Locate every line in the entries below that contains the word "front", and copy each of those lines.

• [RECORDS]
____________

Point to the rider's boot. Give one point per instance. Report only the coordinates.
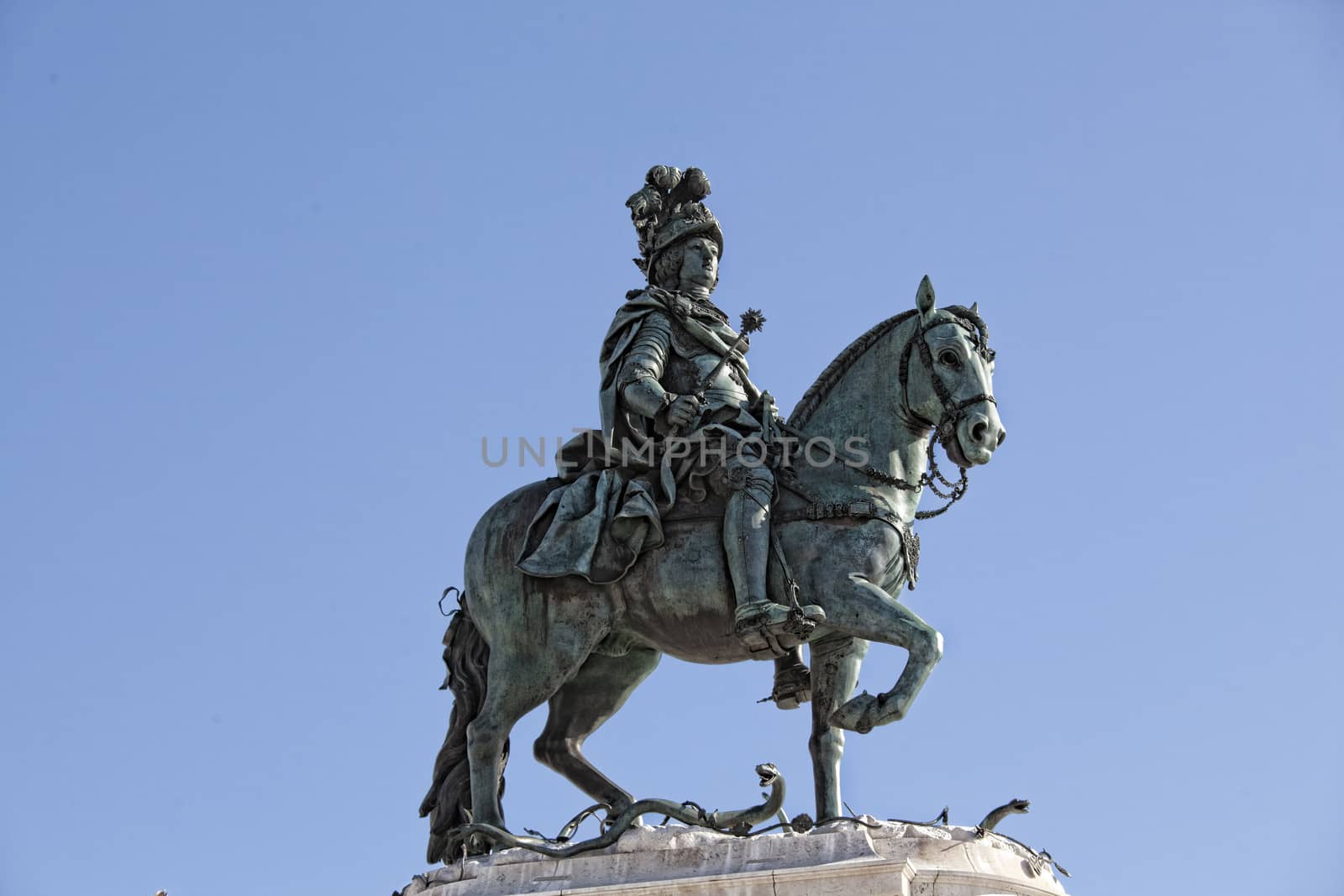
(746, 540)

____________

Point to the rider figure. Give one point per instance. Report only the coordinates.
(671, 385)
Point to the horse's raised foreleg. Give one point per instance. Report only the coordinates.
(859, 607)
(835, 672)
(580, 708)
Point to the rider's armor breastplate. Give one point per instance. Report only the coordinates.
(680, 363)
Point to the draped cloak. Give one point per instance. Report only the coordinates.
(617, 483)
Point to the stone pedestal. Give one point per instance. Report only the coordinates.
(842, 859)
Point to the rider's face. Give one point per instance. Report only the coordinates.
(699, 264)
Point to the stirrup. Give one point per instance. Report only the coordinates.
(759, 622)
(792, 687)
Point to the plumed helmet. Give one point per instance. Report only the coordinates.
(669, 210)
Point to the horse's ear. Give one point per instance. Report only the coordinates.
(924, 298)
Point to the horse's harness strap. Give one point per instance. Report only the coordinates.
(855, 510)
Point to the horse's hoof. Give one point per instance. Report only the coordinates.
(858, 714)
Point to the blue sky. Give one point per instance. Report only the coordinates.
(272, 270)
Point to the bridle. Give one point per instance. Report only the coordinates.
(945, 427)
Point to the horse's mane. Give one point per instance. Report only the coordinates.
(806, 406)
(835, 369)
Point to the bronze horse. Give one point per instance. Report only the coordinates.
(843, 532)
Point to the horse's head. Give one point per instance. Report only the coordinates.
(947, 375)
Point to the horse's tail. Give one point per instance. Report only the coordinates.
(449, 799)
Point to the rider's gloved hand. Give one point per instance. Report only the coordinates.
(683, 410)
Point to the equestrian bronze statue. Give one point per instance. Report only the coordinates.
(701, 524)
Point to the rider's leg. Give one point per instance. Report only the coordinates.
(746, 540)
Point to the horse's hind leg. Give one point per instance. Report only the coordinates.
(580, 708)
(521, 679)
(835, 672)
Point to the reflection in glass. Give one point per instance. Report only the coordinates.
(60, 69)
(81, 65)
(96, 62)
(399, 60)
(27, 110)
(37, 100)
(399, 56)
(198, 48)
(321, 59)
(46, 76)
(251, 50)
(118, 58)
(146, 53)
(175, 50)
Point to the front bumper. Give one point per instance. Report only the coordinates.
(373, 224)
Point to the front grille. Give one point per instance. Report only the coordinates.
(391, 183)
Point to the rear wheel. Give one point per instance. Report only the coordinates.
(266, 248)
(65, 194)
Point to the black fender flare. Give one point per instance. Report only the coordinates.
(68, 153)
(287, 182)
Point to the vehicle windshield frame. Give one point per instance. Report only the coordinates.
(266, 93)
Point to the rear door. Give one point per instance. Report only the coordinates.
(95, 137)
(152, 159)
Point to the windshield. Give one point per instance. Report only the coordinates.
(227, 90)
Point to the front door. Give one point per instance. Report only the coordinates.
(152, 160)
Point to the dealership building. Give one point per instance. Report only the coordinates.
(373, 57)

____________

• [REPLY]
Point to the front bumper. Give one point per instance. Report only the coordinates.
Point to the front grille. Give one point per instance. Report only the coordinates.
Point to the front door. Give one point per instance. Report only the coordinates.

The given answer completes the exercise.